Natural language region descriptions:
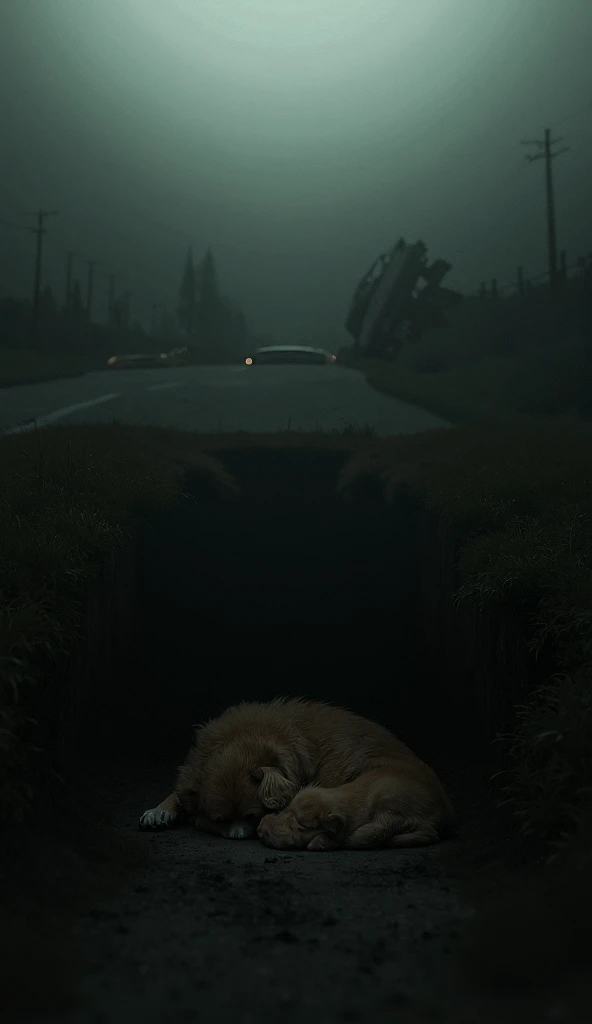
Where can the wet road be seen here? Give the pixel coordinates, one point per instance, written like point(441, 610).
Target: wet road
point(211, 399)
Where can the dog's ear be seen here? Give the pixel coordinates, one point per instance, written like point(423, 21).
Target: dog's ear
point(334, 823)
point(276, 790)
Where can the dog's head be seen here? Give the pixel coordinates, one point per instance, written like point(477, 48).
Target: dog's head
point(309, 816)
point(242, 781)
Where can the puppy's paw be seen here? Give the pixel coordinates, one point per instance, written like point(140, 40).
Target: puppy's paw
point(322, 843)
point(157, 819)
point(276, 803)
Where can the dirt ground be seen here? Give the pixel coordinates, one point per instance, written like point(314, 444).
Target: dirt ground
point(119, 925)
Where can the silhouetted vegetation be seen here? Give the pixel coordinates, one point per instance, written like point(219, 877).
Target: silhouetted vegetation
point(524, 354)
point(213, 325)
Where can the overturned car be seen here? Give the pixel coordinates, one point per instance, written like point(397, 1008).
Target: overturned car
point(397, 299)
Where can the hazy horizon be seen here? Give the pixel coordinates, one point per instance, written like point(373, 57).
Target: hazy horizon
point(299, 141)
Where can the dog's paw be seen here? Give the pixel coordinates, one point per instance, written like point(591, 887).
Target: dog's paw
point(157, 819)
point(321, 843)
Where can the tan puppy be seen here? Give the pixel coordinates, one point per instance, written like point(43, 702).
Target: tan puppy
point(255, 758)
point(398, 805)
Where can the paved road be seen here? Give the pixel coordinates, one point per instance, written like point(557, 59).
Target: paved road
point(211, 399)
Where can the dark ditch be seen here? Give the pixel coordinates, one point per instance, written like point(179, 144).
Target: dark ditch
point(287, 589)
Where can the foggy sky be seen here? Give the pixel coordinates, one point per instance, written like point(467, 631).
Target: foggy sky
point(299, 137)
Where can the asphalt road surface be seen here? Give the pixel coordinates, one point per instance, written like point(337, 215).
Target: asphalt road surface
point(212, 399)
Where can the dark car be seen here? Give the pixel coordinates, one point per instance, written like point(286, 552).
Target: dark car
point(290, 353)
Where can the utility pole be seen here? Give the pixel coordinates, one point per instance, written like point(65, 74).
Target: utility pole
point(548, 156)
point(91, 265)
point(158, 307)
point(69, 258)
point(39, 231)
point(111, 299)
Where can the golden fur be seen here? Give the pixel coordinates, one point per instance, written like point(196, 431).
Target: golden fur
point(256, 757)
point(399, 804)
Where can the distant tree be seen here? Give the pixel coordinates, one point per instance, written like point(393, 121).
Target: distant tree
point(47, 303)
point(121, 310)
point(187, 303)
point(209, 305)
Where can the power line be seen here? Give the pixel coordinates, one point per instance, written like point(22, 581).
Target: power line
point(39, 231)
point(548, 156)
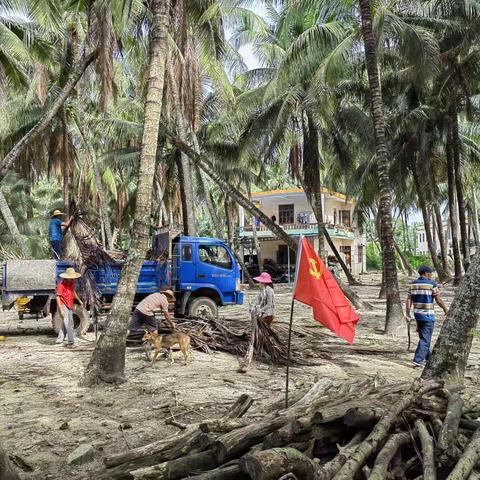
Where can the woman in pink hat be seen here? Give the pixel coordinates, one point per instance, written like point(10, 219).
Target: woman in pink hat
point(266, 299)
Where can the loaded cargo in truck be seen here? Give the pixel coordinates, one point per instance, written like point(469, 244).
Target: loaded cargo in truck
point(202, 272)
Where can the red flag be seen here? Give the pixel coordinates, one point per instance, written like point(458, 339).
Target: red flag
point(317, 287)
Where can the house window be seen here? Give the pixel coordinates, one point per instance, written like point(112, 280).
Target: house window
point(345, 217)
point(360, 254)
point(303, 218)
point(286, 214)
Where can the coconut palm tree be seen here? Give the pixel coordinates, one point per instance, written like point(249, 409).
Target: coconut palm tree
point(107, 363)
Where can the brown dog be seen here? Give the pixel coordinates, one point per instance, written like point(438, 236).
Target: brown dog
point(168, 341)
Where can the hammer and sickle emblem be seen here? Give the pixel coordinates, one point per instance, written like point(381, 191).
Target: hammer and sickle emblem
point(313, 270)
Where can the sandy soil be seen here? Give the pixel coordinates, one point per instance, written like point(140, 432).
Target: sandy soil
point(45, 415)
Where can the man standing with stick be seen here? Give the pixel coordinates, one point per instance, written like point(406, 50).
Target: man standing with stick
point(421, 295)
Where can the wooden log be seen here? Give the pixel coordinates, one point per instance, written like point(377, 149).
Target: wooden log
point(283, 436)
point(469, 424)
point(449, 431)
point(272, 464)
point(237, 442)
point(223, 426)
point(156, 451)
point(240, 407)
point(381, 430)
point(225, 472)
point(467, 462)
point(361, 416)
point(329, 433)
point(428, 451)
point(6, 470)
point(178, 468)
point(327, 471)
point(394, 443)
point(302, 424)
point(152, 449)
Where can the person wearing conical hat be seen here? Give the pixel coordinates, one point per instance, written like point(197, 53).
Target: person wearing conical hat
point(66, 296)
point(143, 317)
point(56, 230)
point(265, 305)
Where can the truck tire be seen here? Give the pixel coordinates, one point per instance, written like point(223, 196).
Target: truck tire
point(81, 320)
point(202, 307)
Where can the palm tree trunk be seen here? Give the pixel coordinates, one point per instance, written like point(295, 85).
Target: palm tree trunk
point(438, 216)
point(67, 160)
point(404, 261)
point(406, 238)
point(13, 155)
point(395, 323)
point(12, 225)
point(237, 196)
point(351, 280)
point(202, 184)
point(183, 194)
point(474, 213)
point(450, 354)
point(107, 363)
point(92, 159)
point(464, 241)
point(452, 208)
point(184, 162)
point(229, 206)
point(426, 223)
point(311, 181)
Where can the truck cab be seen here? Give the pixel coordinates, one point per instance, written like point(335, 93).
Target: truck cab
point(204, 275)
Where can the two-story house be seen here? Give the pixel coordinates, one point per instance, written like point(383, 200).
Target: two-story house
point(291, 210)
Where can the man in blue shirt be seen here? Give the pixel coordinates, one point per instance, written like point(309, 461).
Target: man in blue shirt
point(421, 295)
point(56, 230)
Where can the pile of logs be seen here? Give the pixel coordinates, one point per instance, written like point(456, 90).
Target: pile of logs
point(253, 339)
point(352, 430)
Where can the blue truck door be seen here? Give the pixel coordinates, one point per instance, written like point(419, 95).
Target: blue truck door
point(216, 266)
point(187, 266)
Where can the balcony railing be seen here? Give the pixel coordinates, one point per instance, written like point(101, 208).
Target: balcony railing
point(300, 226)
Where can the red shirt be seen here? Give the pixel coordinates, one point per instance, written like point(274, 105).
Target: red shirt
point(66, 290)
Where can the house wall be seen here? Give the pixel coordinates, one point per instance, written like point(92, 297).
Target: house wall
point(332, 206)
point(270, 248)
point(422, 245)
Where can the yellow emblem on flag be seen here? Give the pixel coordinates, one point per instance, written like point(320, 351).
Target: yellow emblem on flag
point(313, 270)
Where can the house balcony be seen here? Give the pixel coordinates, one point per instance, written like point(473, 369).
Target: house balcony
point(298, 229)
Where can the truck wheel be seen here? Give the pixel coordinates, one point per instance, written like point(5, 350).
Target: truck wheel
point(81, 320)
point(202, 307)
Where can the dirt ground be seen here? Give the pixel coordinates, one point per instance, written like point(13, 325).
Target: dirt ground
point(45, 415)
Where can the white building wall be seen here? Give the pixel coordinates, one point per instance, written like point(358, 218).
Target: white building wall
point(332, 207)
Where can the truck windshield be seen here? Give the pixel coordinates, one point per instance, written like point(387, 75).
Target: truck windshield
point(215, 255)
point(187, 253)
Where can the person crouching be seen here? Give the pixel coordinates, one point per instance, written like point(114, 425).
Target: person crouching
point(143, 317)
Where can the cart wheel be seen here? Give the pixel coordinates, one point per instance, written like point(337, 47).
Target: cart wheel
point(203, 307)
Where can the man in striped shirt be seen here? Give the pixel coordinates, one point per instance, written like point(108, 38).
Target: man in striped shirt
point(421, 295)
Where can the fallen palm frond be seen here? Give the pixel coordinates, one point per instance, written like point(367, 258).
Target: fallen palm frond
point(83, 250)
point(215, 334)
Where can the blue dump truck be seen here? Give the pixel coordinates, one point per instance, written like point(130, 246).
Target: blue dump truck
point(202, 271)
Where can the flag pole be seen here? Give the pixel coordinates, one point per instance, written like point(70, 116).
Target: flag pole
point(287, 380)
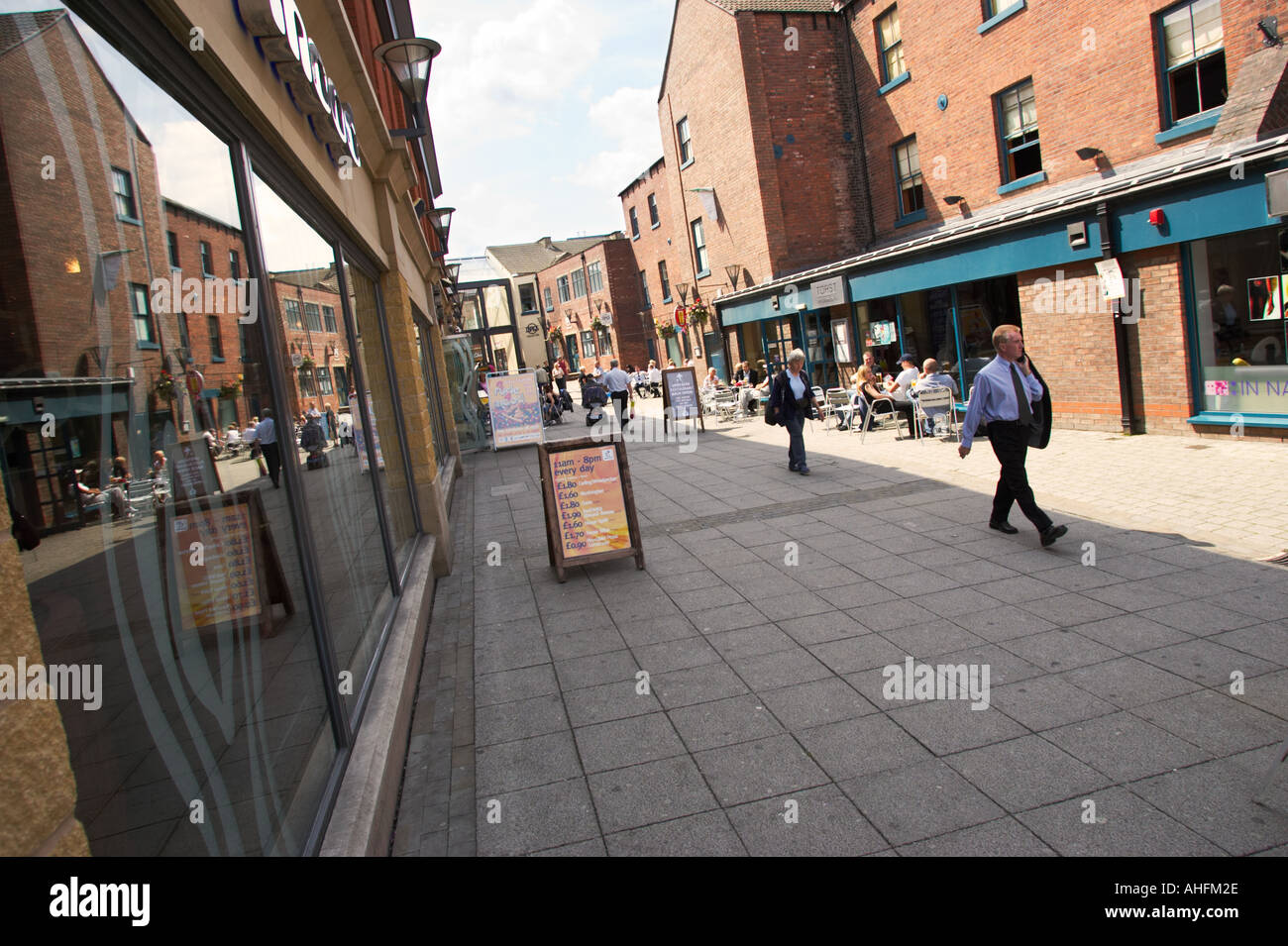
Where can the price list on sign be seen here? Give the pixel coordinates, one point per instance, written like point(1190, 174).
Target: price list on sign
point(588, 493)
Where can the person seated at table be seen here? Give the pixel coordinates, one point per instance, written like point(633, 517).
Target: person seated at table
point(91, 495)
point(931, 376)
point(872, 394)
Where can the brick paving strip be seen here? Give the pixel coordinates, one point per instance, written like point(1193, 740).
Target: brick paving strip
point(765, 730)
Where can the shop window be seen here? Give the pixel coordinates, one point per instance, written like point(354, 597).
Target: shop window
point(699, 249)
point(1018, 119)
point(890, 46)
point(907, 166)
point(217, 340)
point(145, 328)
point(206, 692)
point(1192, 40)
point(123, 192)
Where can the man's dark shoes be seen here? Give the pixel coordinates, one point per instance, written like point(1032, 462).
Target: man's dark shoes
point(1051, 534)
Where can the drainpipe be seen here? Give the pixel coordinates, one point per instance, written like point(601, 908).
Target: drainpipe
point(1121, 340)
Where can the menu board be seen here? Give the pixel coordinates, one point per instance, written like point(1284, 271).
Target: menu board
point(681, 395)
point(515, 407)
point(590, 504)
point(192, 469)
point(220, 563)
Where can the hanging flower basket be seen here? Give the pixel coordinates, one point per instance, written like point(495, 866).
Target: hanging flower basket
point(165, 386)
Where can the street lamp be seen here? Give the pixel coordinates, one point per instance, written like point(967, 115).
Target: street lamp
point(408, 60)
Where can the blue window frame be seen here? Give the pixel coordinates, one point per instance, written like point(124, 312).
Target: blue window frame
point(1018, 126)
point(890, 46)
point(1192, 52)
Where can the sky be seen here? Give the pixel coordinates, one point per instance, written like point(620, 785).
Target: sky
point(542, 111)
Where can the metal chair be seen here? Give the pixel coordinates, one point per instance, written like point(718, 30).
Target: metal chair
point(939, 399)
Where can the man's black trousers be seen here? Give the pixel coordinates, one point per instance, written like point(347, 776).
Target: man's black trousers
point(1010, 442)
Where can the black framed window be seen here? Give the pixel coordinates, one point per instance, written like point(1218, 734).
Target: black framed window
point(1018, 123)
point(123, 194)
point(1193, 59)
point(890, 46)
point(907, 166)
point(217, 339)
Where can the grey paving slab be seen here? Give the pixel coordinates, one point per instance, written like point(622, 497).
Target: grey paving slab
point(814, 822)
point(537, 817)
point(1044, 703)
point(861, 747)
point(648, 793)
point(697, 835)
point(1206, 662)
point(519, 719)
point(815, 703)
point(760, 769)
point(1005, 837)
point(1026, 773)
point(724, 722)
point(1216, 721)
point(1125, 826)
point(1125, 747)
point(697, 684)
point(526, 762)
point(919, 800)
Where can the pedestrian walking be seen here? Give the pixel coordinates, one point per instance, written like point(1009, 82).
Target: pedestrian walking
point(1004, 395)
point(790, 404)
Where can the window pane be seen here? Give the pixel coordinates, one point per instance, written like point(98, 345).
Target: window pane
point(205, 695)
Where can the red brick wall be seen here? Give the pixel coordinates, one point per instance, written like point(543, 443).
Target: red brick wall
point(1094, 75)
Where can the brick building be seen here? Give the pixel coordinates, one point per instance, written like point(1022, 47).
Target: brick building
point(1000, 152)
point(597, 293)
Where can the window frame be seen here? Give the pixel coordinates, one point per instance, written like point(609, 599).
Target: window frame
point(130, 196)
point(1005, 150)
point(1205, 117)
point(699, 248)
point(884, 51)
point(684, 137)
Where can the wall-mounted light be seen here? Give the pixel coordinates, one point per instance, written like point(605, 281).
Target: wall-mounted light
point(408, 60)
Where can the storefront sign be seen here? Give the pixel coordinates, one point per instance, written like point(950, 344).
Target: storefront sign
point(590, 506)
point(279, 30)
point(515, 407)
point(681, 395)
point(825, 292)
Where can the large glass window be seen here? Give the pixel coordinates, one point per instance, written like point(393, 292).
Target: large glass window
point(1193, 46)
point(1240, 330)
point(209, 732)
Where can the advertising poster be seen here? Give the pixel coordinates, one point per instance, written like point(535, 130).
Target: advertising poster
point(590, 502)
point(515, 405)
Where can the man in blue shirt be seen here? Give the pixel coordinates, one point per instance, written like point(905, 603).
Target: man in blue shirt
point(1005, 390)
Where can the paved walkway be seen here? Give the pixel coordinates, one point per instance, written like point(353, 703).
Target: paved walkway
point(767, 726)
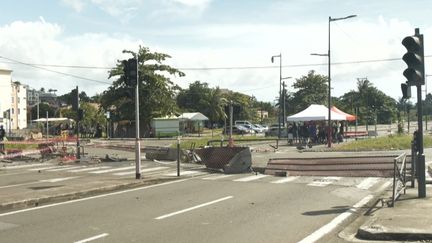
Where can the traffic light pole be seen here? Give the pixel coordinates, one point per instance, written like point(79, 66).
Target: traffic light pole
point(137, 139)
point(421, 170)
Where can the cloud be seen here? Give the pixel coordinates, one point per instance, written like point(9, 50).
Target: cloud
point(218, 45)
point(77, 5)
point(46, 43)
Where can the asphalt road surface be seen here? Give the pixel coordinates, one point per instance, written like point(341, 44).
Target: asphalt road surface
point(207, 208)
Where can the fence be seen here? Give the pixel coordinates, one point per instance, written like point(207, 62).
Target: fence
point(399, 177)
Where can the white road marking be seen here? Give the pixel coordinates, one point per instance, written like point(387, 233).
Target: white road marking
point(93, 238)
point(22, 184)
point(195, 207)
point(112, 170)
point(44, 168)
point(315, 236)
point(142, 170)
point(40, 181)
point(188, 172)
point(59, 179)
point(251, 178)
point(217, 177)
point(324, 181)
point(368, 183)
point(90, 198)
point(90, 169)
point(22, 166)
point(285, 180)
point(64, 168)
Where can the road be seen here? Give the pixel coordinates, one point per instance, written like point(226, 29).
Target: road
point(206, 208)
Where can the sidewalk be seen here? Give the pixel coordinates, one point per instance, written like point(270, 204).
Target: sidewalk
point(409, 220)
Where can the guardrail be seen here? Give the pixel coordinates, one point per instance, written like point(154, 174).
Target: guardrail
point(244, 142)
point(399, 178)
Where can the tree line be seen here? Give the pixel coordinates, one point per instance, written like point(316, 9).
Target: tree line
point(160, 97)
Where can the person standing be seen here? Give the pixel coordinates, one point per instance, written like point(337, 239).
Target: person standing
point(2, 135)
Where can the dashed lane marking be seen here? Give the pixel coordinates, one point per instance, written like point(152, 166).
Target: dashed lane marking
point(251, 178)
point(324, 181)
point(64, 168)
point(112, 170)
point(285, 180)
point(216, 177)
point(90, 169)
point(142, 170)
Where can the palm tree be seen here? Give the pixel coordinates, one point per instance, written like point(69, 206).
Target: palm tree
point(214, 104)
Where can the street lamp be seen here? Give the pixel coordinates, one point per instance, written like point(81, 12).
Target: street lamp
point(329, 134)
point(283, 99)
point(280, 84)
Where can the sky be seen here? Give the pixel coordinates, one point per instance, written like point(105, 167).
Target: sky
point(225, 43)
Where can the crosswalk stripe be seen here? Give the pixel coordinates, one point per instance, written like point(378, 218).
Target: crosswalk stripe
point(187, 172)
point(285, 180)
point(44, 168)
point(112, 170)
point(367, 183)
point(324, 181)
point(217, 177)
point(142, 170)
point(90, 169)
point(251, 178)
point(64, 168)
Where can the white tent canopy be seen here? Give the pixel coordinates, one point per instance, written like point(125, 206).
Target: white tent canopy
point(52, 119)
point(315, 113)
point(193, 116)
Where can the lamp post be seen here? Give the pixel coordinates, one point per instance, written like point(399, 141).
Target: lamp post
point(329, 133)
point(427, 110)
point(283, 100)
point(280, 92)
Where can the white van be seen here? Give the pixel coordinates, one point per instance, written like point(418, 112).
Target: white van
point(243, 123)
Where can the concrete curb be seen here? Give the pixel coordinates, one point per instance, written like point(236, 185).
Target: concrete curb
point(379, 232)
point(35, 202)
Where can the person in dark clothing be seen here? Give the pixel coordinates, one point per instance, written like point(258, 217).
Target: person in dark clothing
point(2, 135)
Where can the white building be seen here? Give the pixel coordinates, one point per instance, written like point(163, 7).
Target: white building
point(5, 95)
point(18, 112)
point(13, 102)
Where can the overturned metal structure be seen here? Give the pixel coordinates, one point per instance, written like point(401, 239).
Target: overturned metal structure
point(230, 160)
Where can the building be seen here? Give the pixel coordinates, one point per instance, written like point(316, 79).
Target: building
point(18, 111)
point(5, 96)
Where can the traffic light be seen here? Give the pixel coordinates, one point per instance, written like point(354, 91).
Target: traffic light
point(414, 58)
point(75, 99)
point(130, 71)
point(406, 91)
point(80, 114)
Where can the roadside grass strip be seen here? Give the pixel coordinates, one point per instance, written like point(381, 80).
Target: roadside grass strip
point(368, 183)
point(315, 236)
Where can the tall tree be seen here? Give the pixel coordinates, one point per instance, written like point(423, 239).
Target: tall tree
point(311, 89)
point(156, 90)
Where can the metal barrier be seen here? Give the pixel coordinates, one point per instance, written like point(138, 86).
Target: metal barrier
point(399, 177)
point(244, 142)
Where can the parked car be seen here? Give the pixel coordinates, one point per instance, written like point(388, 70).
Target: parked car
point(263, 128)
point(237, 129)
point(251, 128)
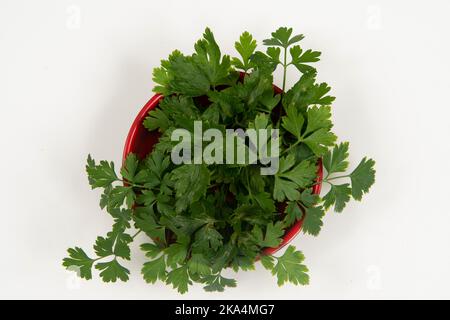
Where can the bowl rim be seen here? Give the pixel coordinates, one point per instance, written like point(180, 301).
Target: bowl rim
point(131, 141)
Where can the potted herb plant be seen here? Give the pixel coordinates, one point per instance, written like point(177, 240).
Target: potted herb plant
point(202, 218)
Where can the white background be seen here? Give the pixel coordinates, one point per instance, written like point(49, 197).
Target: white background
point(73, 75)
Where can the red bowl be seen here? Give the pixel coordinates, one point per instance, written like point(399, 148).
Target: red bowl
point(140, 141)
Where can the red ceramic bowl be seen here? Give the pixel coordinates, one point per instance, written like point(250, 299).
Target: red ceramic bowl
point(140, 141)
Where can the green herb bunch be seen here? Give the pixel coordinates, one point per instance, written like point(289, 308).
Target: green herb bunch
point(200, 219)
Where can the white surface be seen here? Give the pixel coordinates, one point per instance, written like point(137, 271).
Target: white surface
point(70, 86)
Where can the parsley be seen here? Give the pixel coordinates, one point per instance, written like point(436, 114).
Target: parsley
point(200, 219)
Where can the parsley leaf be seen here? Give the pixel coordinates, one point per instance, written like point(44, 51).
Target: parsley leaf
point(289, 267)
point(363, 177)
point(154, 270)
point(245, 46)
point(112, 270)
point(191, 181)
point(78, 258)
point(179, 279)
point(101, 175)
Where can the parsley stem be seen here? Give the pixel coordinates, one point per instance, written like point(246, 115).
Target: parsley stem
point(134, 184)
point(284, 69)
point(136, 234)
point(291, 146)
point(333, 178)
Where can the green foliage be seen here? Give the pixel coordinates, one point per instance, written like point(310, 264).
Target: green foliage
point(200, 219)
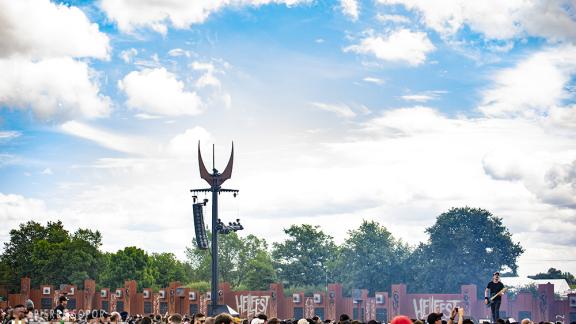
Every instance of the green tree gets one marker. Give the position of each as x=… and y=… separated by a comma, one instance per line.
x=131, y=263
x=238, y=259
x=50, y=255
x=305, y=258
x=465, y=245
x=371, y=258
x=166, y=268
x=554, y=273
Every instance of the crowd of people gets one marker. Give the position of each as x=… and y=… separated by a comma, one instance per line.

* [Problem details] Although the records above contain pictures, the copy should hold only the lines from their start through the line containing "Where can the dog's ear", each exactly as written, and none of the pictures.

* [Worked solution]
Where can the wet road be seen here? Give the pixel coordinates, one point per instance, written like point(441, 610).
Target: wet road
point(211, 399)
Where can the dog's ear be seen here? Give the pixel coordinates, one point per instance, written like point(423, 21).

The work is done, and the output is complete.